▶ _Exercise_
Turn the lines of all the rows below into a single numbered list, leaving out any blank lines.

[Segmentation labeling items]
....................
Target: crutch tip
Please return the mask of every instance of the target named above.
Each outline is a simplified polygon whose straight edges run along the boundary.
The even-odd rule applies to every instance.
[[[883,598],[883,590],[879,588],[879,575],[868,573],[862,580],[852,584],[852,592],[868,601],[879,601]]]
....................
▶ _Expected output_
1. Target: crutch tip
2. Please return the mask of every instance of the target named above.
3. Each outline is a simplified polygon whose straight edges run along the boundary.
4. The even-odd rule applies to every instance.
5. [[[883,598],[883,590],[879,588],[879,575],[868,573],[862,580],[852,584],[852,592],[868,601],[879,601]]]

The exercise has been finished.